Reproduce the rows character for character, starting at the line that contains "Camera-trap tally: mark every instance of the decorative" and ending at the final line of the rows, both ends included.

◆ MATERIAL PROVIDED
######
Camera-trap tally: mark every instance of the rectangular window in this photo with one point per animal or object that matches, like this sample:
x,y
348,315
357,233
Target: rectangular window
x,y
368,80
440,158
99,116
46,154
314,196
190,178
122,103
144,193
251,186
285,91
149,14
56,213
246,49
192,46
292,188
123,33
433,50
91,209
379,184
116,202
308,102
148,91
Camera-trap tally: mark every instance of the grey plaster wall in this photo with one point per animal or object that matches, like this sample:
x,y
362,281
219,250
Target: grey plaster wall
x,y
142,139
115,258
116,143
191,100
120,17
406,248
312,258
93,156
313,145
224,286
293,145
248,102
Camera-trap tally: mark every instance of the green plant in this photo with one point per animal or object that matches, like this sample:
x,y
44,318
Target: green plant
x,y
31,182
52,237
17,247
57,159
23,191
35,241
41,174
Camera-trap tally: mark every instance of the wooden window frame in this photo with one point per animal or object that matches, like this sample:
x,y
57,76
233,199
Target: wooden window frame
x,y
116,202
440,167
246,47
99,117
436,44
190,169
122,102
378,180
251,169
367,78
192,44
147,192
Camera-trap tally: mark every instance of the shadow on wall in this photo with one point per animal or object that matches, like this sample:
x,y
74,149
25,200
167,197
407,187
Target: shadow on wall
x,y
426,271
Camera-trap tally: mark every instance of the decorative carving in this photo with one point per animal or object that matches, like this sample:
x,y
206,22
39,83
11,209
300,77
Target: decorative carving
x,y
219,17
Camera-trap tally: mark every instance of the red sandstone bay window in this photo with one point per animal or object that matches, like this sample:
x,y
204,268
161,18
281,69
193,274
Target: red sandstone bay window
######
◆ OUTPUT OF THE TASK
Camera-trap tally: mark every instance of the decorative carving in this photo with one point per animal or object that matches, like this sample:
x,y
206,22
39,83
11,209
300,77
Target: decorative carving
x,y
219,17
Camera-trap tally: mark every instance of the red sandstone bay window in this photo with one point per animal or object that matches, like this sample:
x,y
204,268
161,18
281,69
193,274
Target: red sandstone bay window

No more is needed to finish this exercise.